**DIRECTIONS**
A) Copy out the Caddy hosting thread word for word, starting with "I want to host" and going on through "host with caddy?".
B) Carry on the Caddy hosting thread, picking up right after its last post.

====== DOCUMENT EXTRACT

Hosting tutorial


(Andrine) #1

Hello,

I want to host some basic html, css and jsfiles on my droplet (server on digital ocean) using caddy, but I am not sure how to get there. I have a domain name aswell. I have been able to host an index file doing this before with help from a friend, but after that trying on my own evrything is chaos and I do not know where to go next and which tutorial I should use since I have done different small thing for some months trying to get this done.

I have tried thousands thing, but never made one thing to a finish. Including dploy.io, nginx, heroku, hosting with yourwebsite.github.io and the list goes on and on. Since I have tryed everything, I have completely lost overview over everything.

I started with this tutorial now: https://caddyserver.com/tutorial/beginner
but I wonder if that maybe is one step in the wrong direction since I have already been able to host with caddy?

My main question is, does anyone have a tutorial I can follow slavishly that let me upload three files to my server?


(Matthew Fay) #2

Hi @andymoose, welcome to the Caddy community.

I don’t know about a fully fledged tutorial - if you’ve got an index file up once already, you’ve got what you need!

Serving other assets with Caddy is exactly the same as serving an index - the only difference is that you request a different file.

Lets assume you’ve put three files next to each other in the directory /var/www/html

  • index.html
  • example.css
  • example.js

and the following Caddyfile:

example.com
root /var/www/html

And you’ve got Caddy running.

Now you browse to https://example.com/ to download the index file, https://example.com/example.css for the stylesheet, and https://example.com/example.js to get the javascript.

Unless you wanna do something more complicated with your website, that’s all there is to it. Give it a shot, and if you get hung up somewhere, let us know what’s going on and we can help you sort it out.


(Andrine) #3

@Whitestrake thanks, but the index file is not up and running now. I do not remember how I removed it, but when I refresh I get error 404

Why is it called caddyfile?

Should I make a directory called /Var/Www/html and put my files in it? I see thats been used a lot.

============
====== COLLECTED MATERIAL

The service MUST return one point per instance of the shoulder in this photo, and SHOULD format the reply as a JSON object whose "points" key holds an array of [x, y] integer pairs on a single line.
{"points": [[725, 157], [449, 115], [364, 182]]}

============

**RESULTS OF THE TASKS**
A)
I want to host some basic html, css and jsfiles on my droplet (server on digital ocean) using caddy, but I am not sure how to get there. I have a domain name aswell. I have been able to host an index file doing this before with help from a friend, but after that trying on my own evrything is chaos and I do not know where to go next and which tutorial I should use since I have done different small thing for some months trying to get this done.

I have tried thousands thing, but never made one thing to a finish. Including dploy.io, nginx, heroku, hosting with yourwebsite.github.io and the list goes on and on. Since I have tryed everything, I have completely lost overview over everything.

I started with this tutorial now: https://caddyserver.com/tutorial/beginner
but I wonder if that maybe is one step in the wrong direction since I have already been able to host with caddy?

B)
(Matthew Fay) #4

You’ll need to get a new index file and save it to that directory as index.html.

That’s the name the developer chose to refer to the configuration file.

It follows a similar naming convention to a Vagrantfile or a Dockerfile.

This is a common convention in the Linux web hosting world. You don’t need to; another convention I’ve seen used a lot is /srv/example.com or maybe /var/www/html/example.com for servers hosting multiple websites.

Realistically, you can move it wherever you like, as long as you point Caddy’s root directive at the directory you pick.


(Andrine) #5

@Whitestrake
Should I be rooted into my server with ssh@root ipadress before I do this or should it be done on my computer? I think I miss some basic knowledge about this theme.

Now I have directory on my computer with this path: C/var/www/html where I have my index.html, js.js and css.css and a Caddyfile.txt consisting of what you said should be in it.


(Matthew Fay) #6

All instructions are for the server (the Caddy host), not for your own PC (unless you’re using your own PC to serve your website).

The server on the left looks like there’s already a web server running. You’ll need to take it down before starting Caddy.


(Andrine) #7

@Whitestrake How can I take it down?


(Matthew Fay) #8

Did you set the other web server up yourself, did someone else, or was the server in question a VPS pre-configured with a web server stack?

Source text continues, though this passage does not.